Material supplied:

* START *

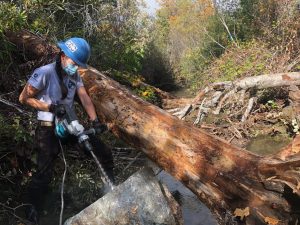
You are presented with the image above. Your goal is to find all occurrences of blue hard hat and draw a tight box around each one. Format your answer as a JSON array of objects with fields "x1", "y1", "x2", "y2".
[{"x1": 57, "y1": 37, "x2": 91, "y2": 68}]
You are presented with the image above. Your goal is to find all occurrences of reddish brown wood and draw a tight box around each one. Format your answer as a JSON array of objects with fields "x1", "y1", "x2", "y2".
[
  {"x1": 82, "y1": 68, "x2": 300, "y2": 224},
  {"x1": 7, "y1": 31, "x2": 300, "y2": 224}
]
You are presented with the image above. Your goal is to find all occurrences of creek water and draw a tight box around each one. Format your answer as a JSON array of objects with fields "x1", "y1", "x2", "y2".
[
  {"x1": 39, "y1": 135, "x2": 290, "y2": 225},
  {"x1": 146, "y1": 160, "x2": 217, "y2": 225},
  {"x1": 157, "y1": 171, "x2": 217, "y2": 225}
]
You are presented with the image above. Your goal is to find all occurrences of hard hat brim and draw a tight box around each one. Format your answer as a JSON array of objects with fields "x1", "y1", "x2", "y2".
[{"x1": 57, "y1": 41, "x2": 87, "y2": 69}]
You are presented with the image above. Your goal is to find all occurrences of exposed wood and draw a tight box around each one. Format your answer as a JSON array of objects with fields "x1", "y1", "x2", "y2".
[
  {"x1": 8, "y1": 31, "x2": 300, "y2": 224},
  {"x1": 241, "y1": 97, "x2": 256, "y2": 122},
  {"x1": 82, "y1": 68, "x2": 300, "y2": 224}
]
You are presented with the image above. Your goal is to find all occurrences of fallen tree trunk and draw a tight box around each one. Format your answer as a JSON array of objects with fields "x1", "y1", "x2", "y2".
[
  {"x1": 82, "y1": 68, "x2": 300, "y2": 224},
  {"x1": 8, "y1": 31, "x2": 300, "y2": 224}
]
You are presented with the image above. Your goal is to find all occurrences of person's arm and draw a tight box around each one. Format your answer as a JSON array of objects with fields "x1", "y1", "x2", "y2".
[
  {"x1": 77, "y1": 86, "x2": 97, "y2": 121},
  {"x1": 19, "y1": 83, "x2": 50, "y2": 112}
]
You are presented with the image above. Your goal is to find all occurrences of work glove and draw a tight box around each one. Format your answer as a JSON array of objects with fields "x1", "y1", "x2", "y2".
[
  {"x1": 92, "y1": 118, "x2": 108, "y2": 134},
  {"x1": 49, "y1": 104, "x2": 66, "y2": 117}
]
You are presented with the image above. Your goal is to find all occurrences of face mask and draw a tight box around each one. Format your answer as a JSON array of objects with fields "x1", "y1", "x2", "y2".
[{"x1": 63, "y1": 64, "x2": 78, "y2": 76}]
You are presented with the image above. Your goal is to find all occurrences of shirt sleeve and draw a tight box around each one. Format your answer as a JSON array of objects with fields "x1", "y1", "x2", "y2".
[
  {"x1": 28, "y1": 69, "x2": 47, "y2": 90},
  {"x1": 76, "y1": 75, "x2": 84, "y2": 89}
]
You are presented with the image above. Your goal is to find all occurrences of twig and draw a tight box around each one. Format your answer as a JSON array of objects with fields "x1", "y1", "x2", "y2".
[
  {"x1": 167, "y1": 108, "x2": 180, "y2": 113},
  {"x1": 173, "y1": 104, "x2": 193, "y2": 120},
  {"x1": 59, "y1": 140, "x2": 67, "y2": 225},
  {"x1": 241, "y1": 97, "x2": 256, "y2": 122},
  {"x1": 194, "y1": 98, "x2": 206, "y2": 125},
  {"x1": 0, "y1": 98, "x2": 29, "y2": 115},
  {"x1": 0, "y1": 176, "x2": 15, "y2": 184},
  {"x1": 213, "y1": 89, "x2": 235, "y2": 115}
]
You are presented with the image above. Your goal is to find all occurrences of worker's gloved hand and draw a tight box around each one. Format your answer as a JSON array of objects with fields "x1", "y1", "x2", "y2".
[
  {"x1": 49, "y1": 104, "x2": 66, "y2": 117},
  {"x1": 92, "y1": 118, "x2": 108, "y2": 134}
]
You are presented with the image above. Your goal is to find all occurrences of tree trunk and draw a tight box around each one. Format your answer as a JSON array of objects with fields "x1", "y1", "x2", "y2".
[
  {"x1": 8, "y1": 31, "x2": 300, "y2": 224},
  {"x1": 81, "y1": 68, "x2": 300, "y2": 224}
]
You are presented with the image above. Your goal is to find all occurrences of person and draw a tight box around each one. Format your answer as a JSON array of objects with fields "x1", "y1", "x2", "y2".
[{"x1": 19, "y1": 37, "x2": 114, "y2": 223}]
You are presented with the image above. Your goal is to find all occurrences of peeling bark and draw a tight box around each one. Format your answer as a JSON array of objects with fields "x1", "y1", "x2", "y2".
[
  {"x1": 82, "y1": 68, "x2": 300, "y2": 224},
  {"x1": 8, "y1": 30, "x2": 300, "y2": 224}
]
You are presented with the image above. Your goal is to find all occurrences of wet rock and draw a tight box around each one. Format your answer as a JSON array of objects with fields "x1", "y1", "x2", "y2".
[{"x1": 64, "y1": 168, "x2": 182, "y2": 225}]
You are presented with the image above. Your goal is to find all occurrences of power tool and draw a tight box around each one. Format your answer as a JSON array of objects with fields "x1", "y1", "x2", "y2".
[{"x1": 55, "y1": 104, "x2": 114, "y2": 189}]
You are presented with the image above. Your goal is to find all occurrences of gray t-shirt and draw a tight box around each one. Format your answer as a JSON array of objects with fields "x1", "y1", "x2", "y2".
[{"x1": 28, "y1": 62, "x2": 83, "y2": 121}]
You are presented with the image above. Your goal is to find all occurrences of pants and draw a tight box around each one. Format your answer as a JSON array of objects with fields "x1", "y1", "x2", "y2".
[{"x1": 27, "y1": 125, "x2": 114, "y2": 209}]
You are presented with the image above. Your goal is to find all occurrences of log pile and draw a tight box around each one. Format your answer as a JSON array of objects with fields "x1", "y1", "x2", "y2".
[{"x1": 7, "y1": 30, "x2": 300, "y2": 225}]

* END *

Brief:
Retype the whole listing, keeping every line identical and omitting all pictures.

Written response:
You are presented with the image above. Your goal is to find all occurrences of blue hard hat and draw a tight box around each one. Format your answer as a JSON array of objects with fields "x1", "y1", "x2", "y2".
[{"x1": 57, "y1": 37, "x2": 91, "y2": 68}]
You are presented with the image above. Your goal is to find all occurrences of reddish brown wood and draw a tight box around each one. Format your answer as a JSON array of objects with fields "x1", "y1", "x2", "y2".
[
  {"x1": 82, "y1": 68, "x2": 300, "y2": 224},
  {"x1": 7, "y1": 31, "x2": 300, "y2": 224}
]
You are presented with the image above. Your goal is to find all occurrences of creek water and draw a tight box around each one. Format your answer as a JSON array of objects with fields "x1", "y1", "x2", "y2".
[
  {"x1": 39, "y1": 135, "x2": 290, "y2": 225},
  {"x1": 146, "y1": 160, "x2": 217, "y2": 225},
  {"x1": 157, "y1": 171, "x2": 217, "y2": 225}
]
You are presented with the image above. Your goal is to find all occurrences of hard hat brim and draw a tight box around each one. Format your answer as a JSON array of objects with fields "x1", "y1", "x2", "y2".
[{"x1": 57, "y1": 41, "x2": 87, "y2": 69}]
You are presented with the image above. Your goal is to find all occurrences of exposed wood and draw a tight box around each one. Format your answer as a JSON array of objects with fields "x1", "y1", "x2", "y2".
[
  {"x1": 8, "y1": 31, "x2": 300, "y2": 224},
  {"x1": 241, "y1": 97, "x2": 256, "y2": 122},
  {"x1": 82, "y1": 68, "x2": 300, "y2": 224}
]
You are presented with the image above. Your goal is to find all occurrences of fallen tree trunk and draw a tight box around each one. Format your answer as a JSON array of objects with fields "x1", "y1", "x2", "y2".
[
  {"x1": 82, "y1": 68, "x2": 300, "y2": 224},
  {"x1": 8, "y1": 31, "x2": 300, "y2": 224}
]
You are presented with the image above. Your goal is to find all occurrences of person's arm and draw a tight box around each one. Format your answer as a JSON array of objects with fields "x1", "y1", "x2", "y2".
[
  {"x1": 77, "y1": 86, "x2": 97, "y2": 121},
  {"x1": 19, "y1": 83, "x2": 50, "y2": 112}
]
You are presented with the image above. Your goal is to find all occurrences of work glove and draw a tight box around each one. Format your answer as a JSON array of objects with fields "x1", "y1", "x2", "y2".
[
  {"x1": 92, "y1": 118, "x2": 108, "y2": 134},
  {"x1": 49, "y1": 104, "x2": 66, "y2": 117}
]
You are presented with the image above. Your goal is to find all occurrences of face mask and draw a tight box around each one. Format your answer as a JSON array of objects with fields "x1", "y1", "x2", "y2".
[{"x1": 63, "y1": 64, "x2": 78, "y2": 76}]
You are presented with the image above. Your goal is to find all occurrences of shirt sleeve and draw a tight box around each one. Format your answer as a JSON array of objects with fields "x1", "y1", "x2", "y2".
[
  {"x1": 28, "y1": 69, "x2": 47, "y2": 90},
  {"x1": 76, "y1": 75, "x2": 84, "y2": 89}
]
You are presented with the image above. Your goal is to find all occurrences of twig and draw a tight box around each one. Format your answer as a JSON array of objects with fields "x1", "y1", "x2", "y2".
[
  {"x1": 167, "y1": 108, "x2": 180, "y2": 113},
  {"x1": 173, "y1": 104, "x2": 193, "y2": 120},
  {"x1": 59, "y1": 140, "x2": 67, "y2": 225},
  {"x1": 241, "y1": 97, "x2": 256, "y2": 122},
  {"x1": 194, "y1": 98, "x2": 206, "y2": 125},
  {"x1": 0, "y1": 98, "x2": 29, "y2": 115},
  {"x1": 0, "y1": 176, "x2": 15, "y2": 184},
  {"x1": 213, "y1": 89, "x2": 235, "y2": 115}
]
You are presented with the image above. Your goal is to find all occurrences of worker's gloved hand and draw a tight box around each one. Format your answer as a JSON array of objects with fields "x1", "y1", "x2", "y2".
[
  {"x1": 49, "y1": 104, "x2": 66, "y2": 117},
  {"x1": 92, "y1": 118, "x2": 108, "y2": 134}
]
You are presented with the image above. Your goal is to find all occurrences of tree trunk and draw a tight box around each one. Format your answer as a JSON array of objects with fields "x1", "y1", "x2", "y2".
[
  {"x1": 8, "y1": 31, "x2": 300, "y2": 224},
  {"x1": 81, "y1": 68, "x2": 300, "y2": 224}
]
You are presented with the image above. Your goal is to find all occurrences of person and draw a tight box around each one. Format your answer as a JSON array of objects with fields "x1", "y1", "x2", "y2".
[{"x1": 19, "y1": 37, "x2": 114, "y2": 223}]
You are presented with the image above. Your goal is to find all occurrences of peeling bark and draw a tight box around each one. Format your answer as a JSON array of objects with fields "x1", "y1", "x2", "y2".
[
  {"x1": 82, "y1": 68, "x2": 300, "y2": 224},
  {"x1": 8, "y1": 30, "x2": 300, "y2": 224}
]
You are presented with the image above. Your goal is to find all occurrences of wet rock and draw a tight box around each one. Format your answer as a JSON array of objects with fields "x1", "y1", "x2", "y2".
[{"x1": 64, "y1": 168, "x2": 182, "y2": 225}]
You are presented with the image above. Your goal is to find all occurrences of power tool and draw a tight box around each one. Format your answer as a JSON array of objects with fields "x1", "y1", "x2", "y2".
[{"x1": 55, "y1": 104, "x2": 114, "y2": 189}]
You are presented with the image above. Your goal is to find all occurrences of gray t-shirt and draw a tight box around each one. Format your answer as a JSON array of objects with fields "x1", "y1", "x2", "y2".
[{"x1": 28, "y1": 62, "x2": 83, "y2": 121}]
You are presented with the image above. Your goal is to find all occurrences of pants and draw a tight box around each one. Format your answer as a JSON array of objects with fields "x1", "y1", "x2", "y2".
[{"x1": 27, "y1": 125, "x2": 114, "y2": 209}]
You are presented with the image above. Your goal is to find all occurrences of log pile and draw a tight box around each one. Format your answer as a JSON array of objects with fields "x1", "y1", "x2", "y2".
[{"x1": 7, "y1": 30, "x2": 300, "y2": 225}]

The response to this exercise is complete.